-------- Raw records --------

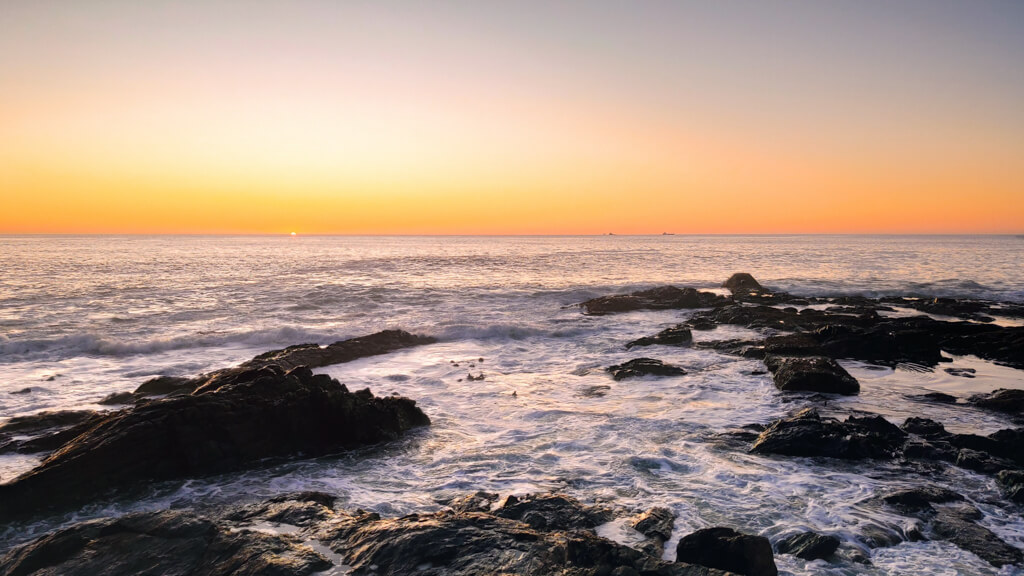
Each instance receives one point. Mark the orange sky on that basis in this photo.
(583, 119)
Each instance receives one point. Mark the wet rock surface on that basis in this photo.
(643, 367)
(808, 545)
(226, 423)
(807, 434)
(816, 373)
(163, 543)
(675, 336)
(727, 549)
(947, 517)
(663, 297)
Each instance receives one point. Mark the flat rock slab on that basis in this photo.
(809, 545)
(807, 434)
(163, 543)
(643, 367)
(816, 373)
(663, 297)
(725, 548)
(675, 336)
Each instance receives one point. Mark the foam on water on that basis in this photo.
(181, 306)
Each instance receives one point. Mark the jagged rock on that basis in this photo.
(663, 297)
(727, 549)
(35, 423)
(676, 336)
(921, 498)
(118, 398)
(742, 282)
(957, 525)
(1013, 484)
(816, 373)
(225, 424)
(809, 545)
(807, 434)
(1003, 400)
(43, 432)
(551, 511)
(962, 372)
(946, 517)
(163, 543)
(468, 540)
(655, 524)
(643, 367)
(314, 356)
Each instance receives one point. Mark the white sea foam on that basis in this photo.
(117, 315)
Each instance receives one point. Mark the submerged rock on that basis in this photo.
(815, 373)
(1003, 400)
(226, 423)
(675, 336)
(663, 297)
(655, 524)
(725, 548)
(43, 432)
(314, 356)
(808, 545)
(643, 367)
(742, 282)
(807, 434)
(468, 540)
(163, 543)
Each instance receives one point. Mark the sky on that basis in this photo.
(420, 117)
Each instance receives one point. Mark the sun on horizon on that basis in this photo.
(582, 118)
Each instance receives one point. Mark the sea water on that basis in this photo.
(83, 317)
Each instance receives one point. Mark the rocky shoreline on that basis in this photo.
(274, 407)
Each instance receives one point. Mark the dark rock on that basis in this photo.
(809, 545)
(551, 511)
(1003, 400)
(663, 297)
(742, 282)
(725, 548)
(35, 423)
(225, 424)
(806, 434)
(962, 372)
(468, 541)
(162, 385)
(957, 525)
(925, 427)
(675, 336)
(921, 498)
(950, 519)
(314, 356)
(300, 508)
(1013, 484)
(118, 398)
(936, 397)
(163, 543)
(655, 524)
(643, 367)
(815, 373)
(595, 392)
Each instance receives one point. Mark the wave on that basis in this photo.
(94, 343)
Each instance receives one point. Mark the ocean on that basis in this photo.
(84, 317)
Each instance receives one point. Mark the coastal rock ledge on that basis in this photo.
(303, 534)
(233, 419)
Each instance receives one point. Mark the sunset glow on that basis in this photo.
(588, 118)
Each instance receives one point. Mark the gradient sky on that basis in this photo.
(347, 117)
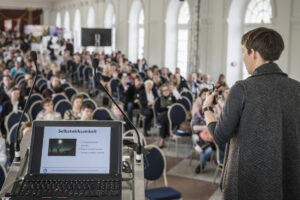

--------

Find every line in the listing above that contains the word "foam" and copy each of those lines.

**Written answer**.
Each instance receives one point. Mark the foam on water on that basis in this photo.
Each instance receives one point. Mark the white sea foam on that basis in this photo.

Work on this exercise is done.